Exercise brief:
From the first line to the last, repeat the records exactly and skip the pictures.

※ ※ ※

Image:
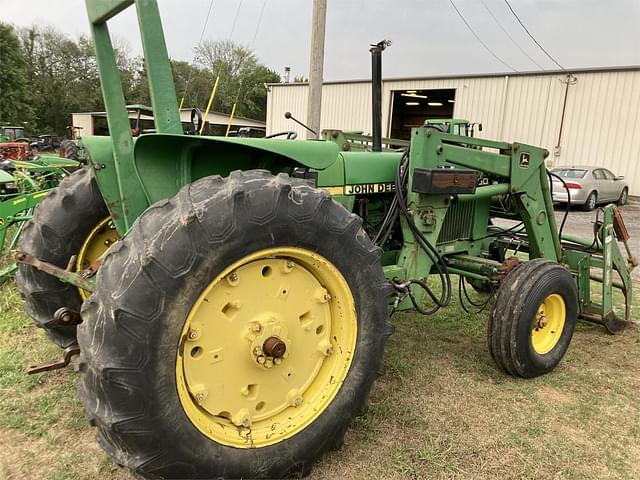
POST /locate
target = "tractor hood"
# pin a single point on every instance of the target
(317, 154)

※ ※ ※

Your solution:
Image:
POST /locate
target = "tractor hood"
# pin a single point on every instance of the target
(317, 154)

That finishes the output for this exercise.